- TEXTE À ANALYSER
L’homme
qui murmure à l’oreille des graines
Article du journal "L'âge
de faire"par Nicolas Bérard
La
culture des semences paysannes se trouve, à peu de choses près, à l’exact
opposé de l’activité des multinationales semencières. Rencontre avec le
semencier Pascal Poot, qui nous parle de ses graines, de tomates, de nazisme et
de physique quantique…
Depuis une dizaine d’années,
Pascal Poot est une figure médiatique des paysans-semenciers. Non pas qu’il
court après les journalistes, mais, avec ses chapeaux vissés sur la tête, il
est un peu devenu l’incarnation de l’irréductible paysannerie luttant contre
l’agrochimie. Ou une sorte de Panoramix détenant la recette pour résister
encore et toujours à l’envahisseur industriel. Dans son chaudron : des
graines.
Ce mardi 9 février, sous un valeureux soleil d’hiver, je le retrouve sur
sa ferme du « Potager de santé », à Olmet-et-Villecun, à côté de
Lodève (Hérault). Nous pénétrons dans un petit hangar en bois où sont empilés
les tamis et les seaux en plastique prêts à accueillir les prochaines récoltes
de graines. Autour d’un café chaud, il me confirme d’abord les informations que
j’avais pu glaner à gauche à droite : son premier jardin, il l’a cultivé à
l’âge de quatre ans ; l’école, il l’a quittée à 7 ans – « j’y suis
retourné quarante ans plus tard pour donner des cours à des ingénieurs
agronomes ! » ; et puis, il y a ces terres, qu’il a acquises
il y a une trentaine d’années et sur lesquelles il est toujours installé
aujourd’hui. Pauvres et vallonnées, subissant un climat chaud et aride, elles
n’intéressaient personne et ne lui ont donc pas coûté cher. Ça tombe
bien : il ne possédait pas beaucoup de sous, mais avait déjà une intuition :
il pourrait y faire pousser des tomates.

- DONNÉES FOURNIES
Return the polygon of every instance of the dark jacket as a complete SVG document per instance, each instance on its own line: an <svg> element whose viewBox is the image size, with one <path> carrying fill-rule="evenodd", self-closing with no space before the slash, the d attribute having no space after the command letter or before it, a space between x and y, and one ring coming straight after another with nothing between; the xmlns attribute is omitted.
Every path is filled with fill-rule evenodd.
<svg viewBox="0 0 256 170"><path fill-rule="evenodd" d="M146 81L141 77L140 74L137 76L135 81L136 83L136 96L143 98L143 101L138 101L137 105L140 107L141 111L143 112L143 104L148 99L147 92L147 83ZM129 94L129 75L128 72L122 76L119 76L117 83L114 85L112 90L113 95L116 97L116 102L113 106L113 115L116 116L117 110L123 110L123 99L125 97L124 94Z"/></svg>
...
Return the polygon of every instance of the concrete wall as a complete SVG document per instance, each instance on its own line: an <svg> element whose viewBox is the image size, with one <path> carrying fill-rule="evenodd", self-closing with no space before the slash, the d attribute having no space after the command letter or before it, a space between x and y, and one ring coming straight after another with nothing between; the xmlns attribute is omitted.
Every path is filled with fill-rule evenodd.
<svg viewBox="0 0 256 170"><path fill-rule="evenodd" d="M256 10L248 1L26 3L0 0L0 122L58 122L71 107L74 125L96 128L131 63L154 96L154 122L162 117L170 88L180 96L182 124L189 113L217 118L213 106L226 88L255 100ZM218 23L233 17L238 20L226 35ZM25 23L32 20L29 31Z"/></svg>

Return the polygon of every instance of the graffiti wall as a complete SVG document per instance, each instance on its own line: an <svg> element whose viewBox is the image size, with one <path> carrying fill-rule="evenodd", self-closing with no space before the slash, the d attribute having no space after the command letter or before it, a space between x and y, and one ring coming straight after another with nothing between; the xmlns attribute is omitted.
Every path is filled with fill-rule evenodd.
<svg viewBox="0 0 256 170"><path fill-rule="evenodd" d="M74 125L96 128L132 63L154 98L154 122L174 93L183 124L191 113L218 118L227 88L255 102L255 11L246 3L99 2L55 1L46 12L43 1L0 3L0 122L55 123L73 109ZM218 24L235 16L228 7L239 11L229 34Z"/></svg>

- EXERCICE 1
Selon l'article sur Pascal Poot, à quel âge a-t-il cultivé son premier jardin ?
- EXERCICE 2
Rédigez la suite de l'article sur Pascal Poot en reprenant après sa dernière phrase.
Ces données proviennent d'une source distincte de celle de l'article.

- RÉPONSE 1
À l'âge de quatre ans.

- RÉPONSE 2
« Je regardais les
plantes qu’on appelle les « mauvaises herbes » et qui, bien souvent,
étaient considérées comme des légumes au Moyen Âge. Et je me suis dit que
c’était quand même bizarre, parce qu’elles poussaient très bien sans l’aide de
personne. Pour certaines, même quand on veut s’en débarrasser, on n’y arrive
pas ! Je me suis dit que la différence, c’est que les légumes et les
fruits, on leur apporte continuellement ce dont ils ont besoin : quand ils
ont soif on leur donne à boire, quand ils ont faim on leur met de l’engrais,
s’ils sont malades ont leur donne des médicaments. Du coup ils ne savent plus
se défendre tout seuls. »
« Je
garde toute la population »
Lui va donc, à l’inverse,
mener ses graines à la dure : un minimum d’eau, pas d’engrais (juste un peu de
compost), aucun produit de synthèse. « Au départ, j’ai perdu quelques
récoltes, mais c’était pas grave, parce que je ne fais pas ça pour l’argent.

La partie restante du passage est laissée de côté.